BEGIN Source material

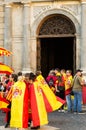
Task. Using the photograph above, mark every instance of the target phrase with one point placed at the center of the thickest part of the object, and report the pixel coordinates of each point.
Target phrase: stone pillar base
(26, 70)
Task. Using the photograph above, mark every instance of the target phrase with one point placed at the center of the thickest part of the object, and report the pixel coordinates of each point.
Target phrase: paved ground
(59, 120)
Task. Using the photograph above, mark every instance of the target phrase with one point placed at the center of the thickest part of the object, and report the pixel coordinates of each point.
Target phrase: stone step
(46, 127)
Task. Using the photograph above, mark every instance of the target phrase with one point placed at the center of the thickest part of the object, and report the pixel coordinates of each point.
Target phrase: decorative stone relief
(57, 24)
(74, 9)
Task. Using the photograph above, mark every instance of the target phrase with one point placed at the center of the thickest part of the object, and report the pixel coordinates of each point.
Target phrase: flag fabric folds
(3, 103)
(4, 52)
(52, 102)
(5, 69)
(38, 109)
(19, 105)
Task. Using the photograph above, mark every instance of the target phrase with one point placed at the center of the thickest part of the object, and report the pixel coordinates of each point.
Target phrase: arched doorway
(56, 46)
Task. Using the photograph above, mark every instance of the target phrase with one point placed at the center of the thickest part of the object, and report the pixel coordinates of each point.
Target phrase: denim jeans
(77, 101)
(69, 102)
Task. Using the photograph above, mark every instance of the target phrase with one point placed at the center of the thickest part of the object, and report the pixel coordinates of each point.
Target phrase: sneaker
(7, 125)
(81, 113)
(37, 127)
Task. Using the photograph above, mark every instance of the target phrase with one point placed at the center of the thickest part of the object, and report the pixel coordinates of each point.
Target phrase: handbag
(72, 93)
(61, 88)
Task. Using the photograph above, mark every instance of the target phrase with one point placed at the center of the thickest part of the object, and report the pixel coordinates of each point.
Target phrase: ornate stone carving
(57, 24)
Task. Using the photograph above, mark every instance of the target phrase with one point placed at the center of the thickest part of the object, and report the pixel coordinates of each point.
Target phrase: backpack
(51, 82)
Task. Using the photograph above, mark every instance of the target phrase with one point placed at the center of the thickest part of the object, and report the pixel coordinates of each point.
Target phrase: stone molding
(42, 16)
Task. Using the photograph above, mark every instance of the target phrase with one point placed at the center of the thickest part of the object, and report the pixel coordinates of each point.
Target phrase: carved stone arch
(40, 19)
(57, 24)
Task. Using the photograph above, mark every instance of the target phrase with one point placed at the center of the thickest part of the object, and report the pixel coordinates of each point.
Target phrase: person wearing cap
(77, 90)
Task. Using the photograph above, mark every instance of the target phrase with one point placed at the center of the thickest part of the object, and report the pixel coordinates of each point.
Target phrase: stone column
(33, 54)
(8, 34)
(78, 57)
(26, 43)
(83, 35)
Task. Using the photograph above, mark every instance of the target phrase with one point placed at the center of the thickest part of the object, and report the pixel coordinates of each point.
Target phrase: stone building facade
(43, 34)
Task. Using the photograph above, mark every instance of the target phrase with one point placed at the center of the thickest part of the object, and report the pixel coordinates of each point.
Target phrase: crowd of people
(30, 99)
(31, 96)
(69, 88)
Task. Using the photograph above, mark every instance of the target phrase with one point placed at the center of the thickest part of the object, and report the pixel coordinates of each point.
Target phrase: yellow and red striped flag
(3, 103)
(52, 102)
(5, 69)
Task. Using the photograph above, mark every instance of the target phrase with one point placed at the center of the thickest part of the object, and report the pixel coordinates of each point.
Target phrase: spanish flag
(52, 102)
(5, 69)
(19, 105)
(68, 84)
(38, 108)
(3, 103)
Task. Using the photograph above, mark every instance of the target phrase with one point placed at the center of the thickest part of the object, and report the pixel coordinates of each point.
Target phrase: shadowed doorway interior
(57, 53)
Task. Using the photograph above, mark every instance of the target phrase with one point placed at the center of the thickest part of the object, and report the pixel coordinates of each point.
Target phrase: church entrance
(56, 47)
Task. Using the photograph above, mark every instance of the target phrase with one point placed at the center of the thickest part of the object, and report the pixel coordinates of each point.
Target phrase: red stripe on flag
(47, 104)
(60, 100)
(34, 108)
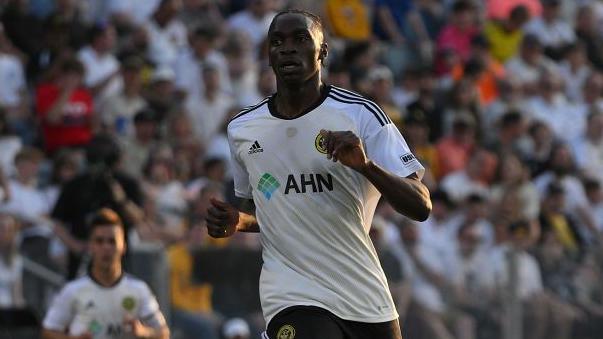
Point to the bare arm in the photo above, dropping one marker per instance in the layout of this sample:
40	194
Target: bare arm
407	196
223	219
51	334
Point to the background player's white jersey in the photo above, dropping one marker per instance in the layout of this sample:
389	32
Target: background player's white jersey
314	214
85	306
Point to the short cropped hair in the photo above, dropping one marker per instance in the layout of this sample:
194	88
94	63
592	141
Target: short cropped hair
105	217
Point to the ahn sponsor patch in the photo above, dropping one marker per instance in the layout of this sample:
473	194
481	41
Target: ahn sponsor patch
407	158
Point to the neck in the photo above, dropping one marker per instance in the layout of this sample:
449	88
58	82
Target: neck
292	100
106	276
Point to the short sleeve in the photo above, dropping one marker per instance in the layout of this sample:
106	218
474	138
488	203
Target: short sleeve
388	149
60	314
242	187
149	313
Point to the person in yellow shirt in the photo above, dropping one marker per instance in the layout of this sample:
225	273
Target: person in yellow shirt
348	19
192	313
505	36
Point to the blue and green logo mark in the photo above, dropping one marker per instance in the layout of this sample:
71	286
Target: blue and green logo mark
267	185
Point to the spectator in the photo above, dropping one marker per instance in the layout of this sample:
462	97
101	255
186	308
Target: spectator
11	265
27	200
203	51
588	148
587	32
561	169
119	109
9	143
454	149
575	70
555	222
102	184
552	107
137	148
209	110
166	194
505	36
192	312
236	328
101	66
514	180
348	20
530	63
253	21
594	193
161	95
13	92
65	108
471	180
551	30
456	36
416	132
167	34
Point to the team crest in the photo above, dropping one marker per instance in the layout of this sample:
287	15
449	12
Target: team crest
319	142
286	332
128	303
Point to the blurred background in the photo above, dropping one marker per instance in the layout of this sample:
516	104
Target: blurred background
106	101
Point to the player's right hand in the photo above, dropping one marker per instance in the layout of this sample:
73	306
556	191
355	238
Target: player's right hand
222	219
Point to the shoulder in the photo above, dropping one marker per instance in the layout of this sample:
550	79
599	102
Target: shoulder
367	110
248	112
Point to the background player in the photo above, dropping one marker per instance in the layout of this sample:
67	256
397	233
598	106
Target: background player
106	303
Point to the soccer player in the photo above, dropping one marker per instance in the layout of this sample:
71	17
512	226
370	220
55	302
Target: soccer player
315	159
106	303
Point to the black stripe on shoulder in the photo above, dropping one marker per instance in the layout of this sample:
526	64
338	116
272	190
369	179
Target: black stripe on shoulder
358	102
355	96
249	109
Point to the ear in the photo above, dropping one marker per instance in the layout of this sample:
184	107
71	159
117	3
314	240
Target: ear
324	52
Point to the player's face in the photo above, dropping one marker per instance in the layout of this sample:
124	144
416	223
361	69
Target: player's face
107	245
295	48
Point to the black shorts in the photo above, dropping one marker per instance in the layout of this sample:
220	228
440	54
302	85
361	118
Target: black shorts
309	322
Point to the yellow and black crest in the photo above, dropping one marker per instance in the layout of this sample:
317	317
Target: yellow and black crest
286	332
319	142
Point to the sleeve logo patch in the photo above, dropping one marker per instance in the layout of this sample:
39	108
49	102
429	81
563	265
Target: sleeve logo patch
406	158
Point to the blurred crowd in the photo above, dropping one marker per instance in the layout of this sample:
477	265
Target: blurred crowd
124	104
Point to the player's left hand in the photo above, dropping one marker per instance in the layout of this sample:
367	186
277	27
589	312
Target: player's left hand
345	147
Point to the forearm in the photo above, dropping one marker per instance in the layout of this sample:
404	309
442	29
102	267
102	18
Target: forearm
51	334
247	223
407	196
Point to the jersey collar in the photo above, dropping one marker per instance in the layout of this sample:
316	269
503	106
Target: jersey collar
272	105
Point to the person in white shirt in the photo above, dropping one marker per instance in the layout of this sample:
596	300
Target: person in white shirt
102	67
11	265
315	159
166	33
188	67
106	303
550	28
254	20
588	148
210	110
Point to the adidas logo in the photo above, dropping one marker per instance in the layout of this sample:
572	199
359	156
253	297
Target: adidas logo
255	148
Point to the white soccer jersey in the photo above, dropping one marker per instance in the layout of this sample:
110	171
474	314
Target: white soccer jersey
85	306
315	214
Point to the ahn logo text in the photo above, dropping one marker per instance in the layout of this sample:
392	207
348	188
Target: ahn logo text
306	183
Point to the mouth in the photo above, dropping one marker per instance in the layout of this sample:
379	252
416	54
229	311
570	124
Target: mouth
289	66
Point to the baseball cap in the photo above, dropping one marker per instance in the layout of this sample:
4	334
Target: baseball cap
163	74
236	327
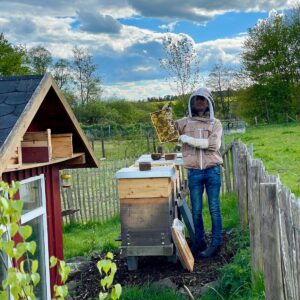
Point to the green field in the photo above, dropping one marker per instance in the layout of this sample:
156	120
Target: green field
278	146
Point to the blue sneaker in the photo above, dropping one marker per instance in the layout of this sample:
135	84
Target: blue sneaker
196	248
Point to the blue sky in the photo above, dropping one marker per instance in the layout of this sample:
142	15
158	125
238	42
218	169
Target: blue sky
125	36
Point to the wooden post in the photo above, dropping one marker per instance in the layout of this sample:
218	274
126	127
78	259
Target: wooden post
287	244
148	142
154	145
234	158
295	209
242	187
70	204
102	147
227	172
254	212
271	242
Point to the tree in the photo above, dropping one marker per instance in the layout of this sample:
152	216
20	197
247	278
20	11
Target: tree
85	75
62	73
39	59
221	80
12	58
182	64
271	58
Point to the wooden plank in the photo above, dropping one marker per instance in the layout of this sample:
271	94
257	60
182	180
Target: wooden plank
141	188
271	242
62	145
88	198
227	172
242	188
76	124
94	198
286	241
26	166
24	121
143	201
104	192
109	190
184	249
31	144
80	159
36	154
38	136
187	218
255	219
295	208
162	250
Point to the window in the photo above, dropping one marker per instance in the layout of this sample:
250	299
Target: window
32	192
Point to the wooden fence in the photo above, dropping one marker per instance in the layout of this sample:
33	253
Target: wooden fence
93	194
266	206
272	213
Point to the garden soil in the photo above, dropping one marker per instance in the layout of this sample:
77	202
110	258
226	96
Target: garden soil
151	270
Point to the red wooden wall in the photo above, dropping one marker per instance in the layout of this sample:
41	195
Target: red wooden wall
53	206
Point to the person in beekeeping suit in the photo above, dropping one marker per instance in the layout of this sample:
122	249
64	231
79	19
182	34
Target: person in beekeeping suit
201	135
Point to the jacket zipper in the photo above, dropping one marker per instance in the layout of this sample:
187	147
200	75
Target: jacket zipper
200	153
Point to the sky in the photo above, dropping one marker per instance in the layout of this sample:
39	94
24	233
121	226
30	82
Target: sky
125	36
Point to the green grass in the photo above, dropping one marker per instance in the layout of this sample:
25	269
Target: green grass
150	293
131	147
236	278
229	209
278	146
83	239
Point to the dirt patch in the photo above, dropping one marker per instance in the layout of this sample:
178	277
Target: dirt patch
152	269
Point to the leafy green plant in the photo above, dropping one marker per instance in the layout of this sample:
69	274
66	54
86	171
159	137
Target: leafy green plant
108	268
60	290
22	276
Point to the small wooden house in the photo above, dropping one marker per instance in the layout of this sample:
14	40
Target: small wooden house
39	136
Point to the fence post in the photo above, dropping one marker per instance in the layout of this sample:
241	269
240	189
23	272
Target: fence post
255	215
295	208
271	242
287	243
102	147
154	145
148	142
242	186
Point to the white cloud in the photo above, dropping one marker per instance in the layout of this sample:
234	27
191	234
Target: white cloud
201	11
95	22
225	50
168	27
138	90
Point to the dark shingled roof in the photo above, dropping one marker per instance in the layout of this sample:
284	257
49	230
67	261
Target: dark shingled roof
15	92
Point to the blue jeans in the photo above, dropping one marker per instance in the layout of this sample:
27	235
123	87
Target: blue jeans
210	179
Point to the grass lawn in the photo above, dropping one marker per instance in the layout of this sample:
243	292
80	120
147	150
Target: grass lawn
83	239
278	146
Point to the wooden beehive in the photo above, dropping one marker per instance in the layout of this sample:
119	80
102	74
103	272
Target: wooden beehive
147	210
62	145
36	147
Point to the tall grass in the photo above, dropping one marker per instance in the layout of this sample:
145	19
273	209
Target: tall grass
83	239
278	146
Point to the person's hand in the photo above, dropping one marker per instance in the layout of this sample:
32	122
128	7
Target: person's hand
184	138
197	143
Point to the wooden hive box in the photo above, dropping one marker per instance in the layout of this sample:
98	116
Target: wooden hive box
36	147
62	145
147	209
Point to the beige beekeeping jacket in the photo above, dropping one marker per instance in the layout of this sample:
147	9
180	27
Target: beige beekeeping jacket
201	127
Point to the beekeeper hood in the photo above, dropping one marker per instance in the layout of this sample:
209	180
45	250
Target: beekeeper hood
204	92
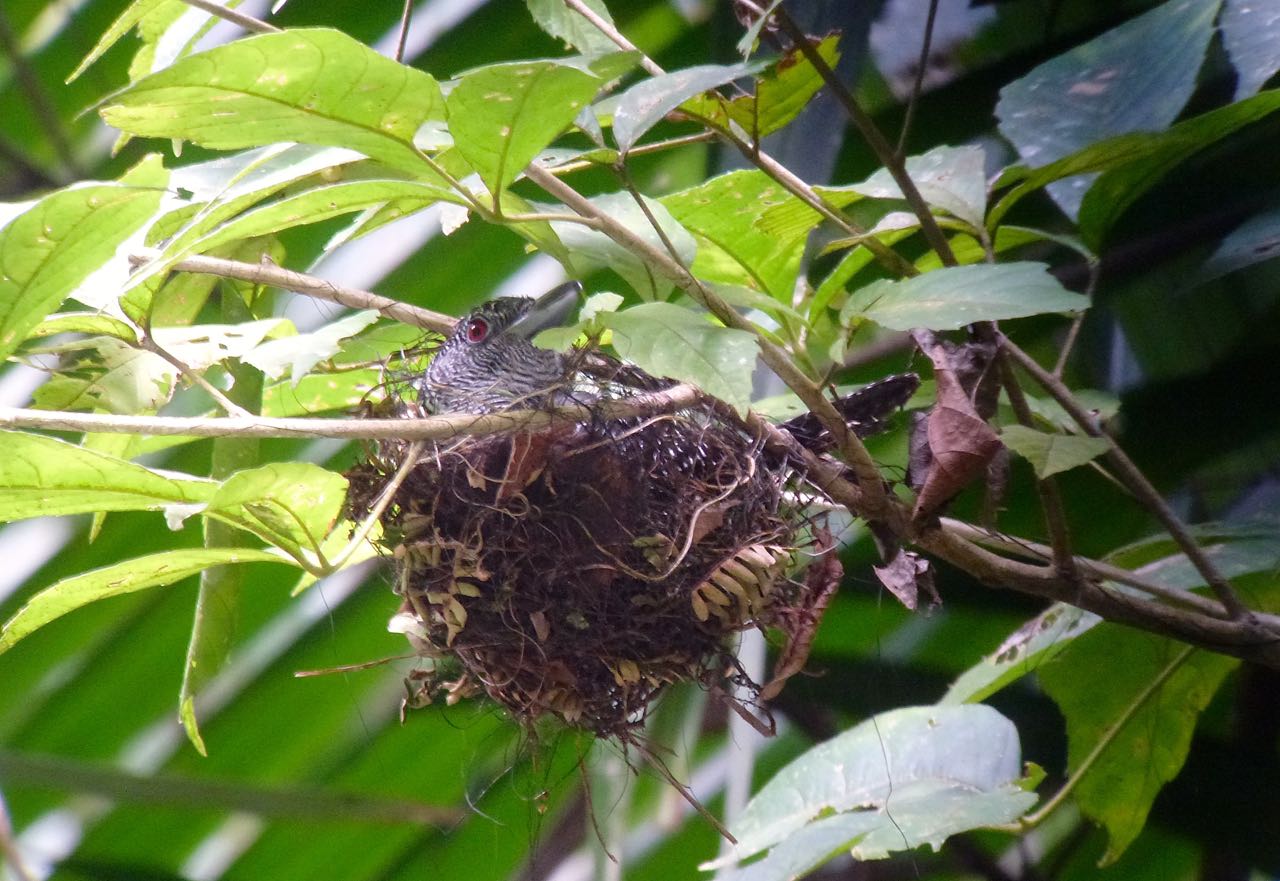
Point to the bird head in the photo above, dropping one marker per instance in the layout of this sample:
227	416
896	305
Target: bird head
489	364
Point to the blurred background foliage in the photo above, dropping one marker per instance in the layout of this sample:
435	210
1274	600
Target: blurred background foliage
319	777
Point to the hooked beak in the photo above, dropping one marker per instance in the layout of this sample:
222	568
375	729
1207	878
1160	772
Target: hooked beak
551	310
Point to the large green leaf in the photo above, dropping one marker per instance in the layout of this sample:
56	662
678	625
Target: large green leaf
51	247
671	341
311	86
503	114
894	783
151	571
725	213
1130	702
645	104
952	297
1051	453
595	247
291	505
44	476
1136	77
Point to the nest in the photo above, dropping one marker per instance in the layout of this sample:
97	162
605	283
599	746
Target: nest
580	569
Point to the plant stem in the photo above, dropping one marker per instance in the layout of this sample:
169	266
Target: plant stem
1133	478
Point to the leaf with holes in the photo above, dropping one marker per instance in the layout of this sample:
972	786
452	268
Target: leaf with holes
671	341
311	86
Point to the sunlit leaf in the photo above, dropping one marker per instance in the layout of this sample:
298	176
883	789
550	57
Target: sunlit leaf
151	571
1051	453
44	476
312	86
50	249
503	114
947	770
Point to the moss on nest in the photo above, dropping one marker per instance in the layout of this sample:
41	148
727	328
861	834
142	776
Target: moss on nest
580	569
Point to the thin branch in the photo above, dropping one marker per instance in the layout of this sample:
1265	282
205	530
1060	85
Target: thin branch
228	406
430	428
1252	638
1092	567
615	35
406	17
876	140
311	286
233	16
1050	497
920	67
1133	478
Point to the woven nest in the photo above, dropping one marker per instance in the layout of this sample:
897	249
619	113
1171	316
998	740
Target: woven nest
580	569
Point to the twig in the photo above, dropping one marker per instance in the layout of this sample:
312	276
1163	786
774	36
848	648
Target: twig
882	149
406	17
1252	638
45	112
1133	478
233	16
920	67
312	286
1093	567
228	406
432	428
1050	497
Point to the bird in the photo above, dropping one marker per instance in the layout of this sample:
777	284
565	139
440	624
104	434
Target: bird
489	364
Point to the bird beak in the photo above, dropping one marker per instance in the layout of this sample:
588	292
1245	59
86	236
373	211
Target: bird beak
551	310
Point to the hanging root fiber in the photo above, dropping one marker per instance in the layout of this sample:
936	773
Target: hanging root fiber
577	570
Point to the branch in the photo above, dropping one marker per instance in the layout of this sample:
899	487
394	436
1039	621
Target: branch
233	16
430	428
882	149
1132	478
311	286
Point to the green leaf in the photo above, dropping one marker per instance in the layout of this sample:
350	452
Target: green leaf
643	106
503	114
1253	241
311	86
1025	651
781	94
291	505
725	214
132	16
1120	187
304	351
946	768
670	341
568	24
1136	77
1251	36
51	247
44	476
151	571
1051	453
1130	702
952	297
599	249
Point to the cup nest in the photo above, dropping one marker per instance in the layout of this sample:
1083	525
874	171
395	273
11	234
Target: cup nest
579	569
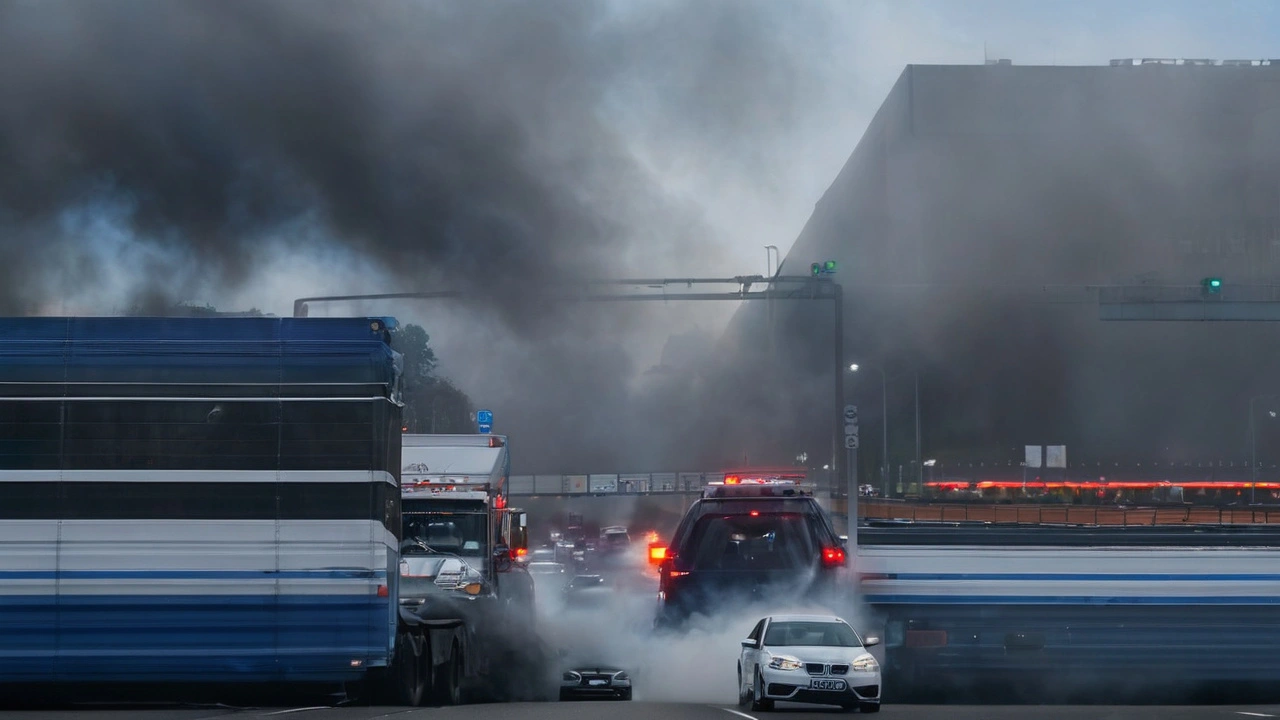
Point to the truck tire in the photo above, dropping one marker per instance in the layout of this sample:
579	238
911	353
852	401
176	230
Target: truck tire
447	679
408	673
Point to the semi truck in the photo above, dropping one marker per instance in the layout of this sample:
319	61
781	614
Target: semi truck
1072	611
458	565
209	500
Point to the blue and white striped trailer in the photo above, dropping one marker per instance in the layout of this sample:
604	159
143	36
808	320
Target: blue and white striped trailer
209	500
1079	610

END Source material

Every line from the one with "Point to the semi" to the end of the records above should be returned exactly, and no other lines.

Output =>
Point to the semi truck in the photo above, dropping one marker per instance in the layout of this sample:
319	61
781	614
Target: semi truck
1072	611
458	565
209	500
Point to the blue and white striped trailer in the photo above, dropping one marker per instance in the layout of this sample:
604	159
143	36
808	320
Target: blue and white striped trailer
209	500
1079	610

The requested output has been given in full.